GIVEN PASSAGE >>
Hopefully, this would isolate in (or between) what components the noise is being introduced.


----------



## JD (Dec 3, 2007)

*Re: Bad dimmer noise (interfierence?)*


SweetBennyFenton said:


> When the building was constructed, they had all the speaker and mic outlets from the stage run to a panel in the booth. This panel was ripped out at some point, so all the cables come into the booth through the original conduit and just spill out onto the floor.



Please don't tell me they ran the mic and speaker lines in the same conduit (?!) Although not relevant to your current problem, that would be a recipe for something called ultrasonic oscillation. This is a type of electronic feedback that can not be heard, but should it occur could do a lot of damage to your sound equipment! 

One other thing to check would be the insulation on the mic cables where they come out of the "hole", "conduit" or whatever. If one of the cables has been cut into by abrasion, the shield on the cable could be in contact whit the building frame or conduit creating a new ground loop.


----------



## SweetBennyFenton (Dec 3, 2007)

*Re: Bad dimmer noise (interfierence?)*


JD said:


> Please don't tell me they ran the mic and speaker lines in the same conduit (?!) Although not relevant to your current problem, that would be a recipe for something called ultrasonic oscillation. This is a type of electronic feedback that can not be heard, but should it occur could do a lot of damage to your sound equipment!
> One other thing to check would be the insulation on the mic cables where they come out of the "hole", "conduit" or whatever. If one of the cables has been cut into by abrasion, the shield on the cable could be in contact whit the building frame or conduit creating a new ground loop.



Oh, I wouldn't doubt if the mic and speaker cable were run together. For all I know, it was run on the same path as the lighting circuits. 

I will try unplugging stuff to try to isolate what is being affected. Thank you all so much.


----------



## STEVETERRY (Dec 3, 2007)

SweetBennyFenton said:


> So, my theater has an old(ish) dimmer rack in the booth. I went into tech this weekend and found a horrible buzz in the sound system and headsets whenever I power up the lights. If there are few lights up or they are at full, the noise is almost gone. When I have a lot of instruments up (especially at low levels) it buzzes worse than any interfierence I have ever heard.

SUPPLIED RECORDS >>
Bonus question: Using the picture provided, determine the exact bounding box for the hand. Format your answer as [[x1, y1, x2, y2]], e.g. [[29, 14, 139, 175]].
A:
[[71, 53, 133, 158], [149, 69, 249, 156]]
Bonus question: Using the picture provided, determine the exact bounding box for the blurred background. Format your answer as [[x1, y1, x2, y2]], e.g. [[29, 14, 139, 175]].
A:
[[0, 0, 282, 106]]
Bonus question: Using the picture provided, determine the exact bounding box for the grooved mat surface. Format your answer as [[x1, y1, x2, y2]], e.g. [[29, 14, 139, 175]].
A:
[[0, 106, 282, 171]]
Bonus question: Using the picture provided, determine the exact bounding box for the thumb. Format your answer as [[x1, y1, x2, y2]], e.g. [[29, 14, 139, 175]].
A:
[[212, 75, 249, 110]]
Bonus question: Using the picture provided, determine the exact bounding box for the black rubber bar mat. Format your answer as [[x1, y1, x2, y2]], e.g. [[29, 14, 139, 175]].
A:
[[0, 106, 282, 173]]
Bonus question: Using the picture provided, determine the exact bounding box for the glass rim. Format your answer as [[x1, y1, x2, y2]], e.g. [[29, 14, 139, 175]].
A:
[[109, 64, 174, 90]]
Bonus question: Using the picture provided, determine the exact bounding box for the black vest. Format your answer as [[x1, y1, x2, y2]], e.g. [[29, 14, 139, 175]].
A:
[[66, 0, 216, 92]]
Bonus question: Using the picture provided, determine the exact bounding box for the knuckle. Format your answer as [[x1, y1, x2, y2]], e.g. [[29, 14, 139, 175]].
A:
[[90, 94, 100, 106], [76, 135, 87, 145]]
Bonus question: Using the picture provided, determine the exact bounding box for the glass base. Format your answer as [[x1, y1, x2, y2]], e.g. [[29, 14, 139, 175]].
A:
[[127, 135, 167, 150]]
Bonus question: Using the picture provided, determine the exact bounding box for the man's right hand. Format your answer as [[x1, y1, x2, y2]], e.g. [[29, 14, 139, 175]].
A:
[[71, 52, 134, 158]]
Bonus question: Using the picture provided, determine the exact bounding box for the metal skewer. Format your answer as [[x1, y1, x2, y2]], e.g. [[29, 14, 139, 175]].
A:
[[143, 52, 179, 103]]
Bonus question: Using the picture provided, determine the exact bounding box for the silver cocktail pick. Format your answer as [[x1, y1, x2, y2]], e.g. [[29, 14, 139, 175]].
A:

PROBLEM DETAILS >> Could you duplicate the stretch of the dimmer noise thread above that opens with "## JD (Dec 3, 2007)" and closes with "onto the floor.", keeping every word unchanged?

EXERCISE ANSWER >>
## JD (Dec 3, 2007)

*Re: Bad dimmer noise (interfierence?)*


SweetBennyFenton said:


> When the building was constructed, they had all the speaker and mic outlets from the stage run to a panel in the booth. This panel was ripped out at some point, so all the cables come into the booth through the original conduit and just spill out onto the floor.